Given passage —
════

This agent found the west country ripe for revolt, and ready to join with any others who might take arms against the government on the footing of resistance to the treaty of union. Cunningham required that a body of the Athole highlanders should secure the town of Stirling, in order to keep the communication open between the Jacobite chiefs and the army of western insurgents, whom he himself was in the first instance to command. And had this design taken effect, the party which had suffered so much during the late reigns of the Stewarts, and the mountaineers who had been found such ready agents in oppressing them, would have been seen united in a common cause, so strongly did the universal hatred to the union overpower all other party feelings at this time.

A day was named for the proposed insurrection in the west, on which Cunningham affirmed he would be able to assemble at Hamilton, which was assigned as the place of rendezvous, seven or eight thousand men, all having guns and swords, several hundred with muskets and bayonets, and about a thousand on horseback; with which army he proposed to march instantly to Edinburgh, and disperse the parliament. The highlanders were to rise at the same time; and there can be little doubt that the country in general would have taken arms. Their first efforts would probably have been successful, but the final event must have been a bloody renewal of the wars between England and Scotland.

════

Dataset section —
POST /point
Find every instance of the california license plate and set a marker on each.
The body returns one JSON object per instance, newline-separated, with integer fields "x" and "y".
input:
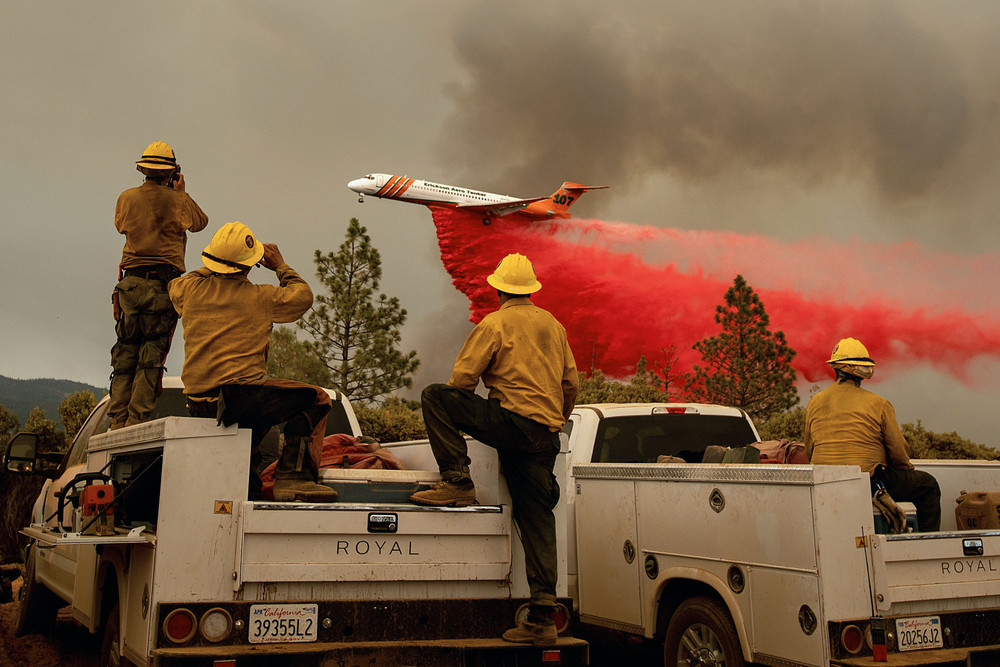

════

Return the stretch of the passage on the planned rising against the union that begins at the words "A day was named" and stops after "England and Scotland.", copied word for word.

A day was named for the proposed insurrection in the west, on which Cunningham affirmed he would be able to assemble at Hamilton, which was assigned as the place of rendezvous, seven or eight thousand men, all having guns and swords, several hundred with muskets and bayonets, and about a thousand on horseback; with which army he proposed to march instantly to Edinburgh, and disperse the parliament. The highlanders were to rise at the same time; and there can be little doubt that the country in general would have taken arms. Their first efforts would probably have been successful, but the final event must have been a bloody renewal of the wars between England and Scotland.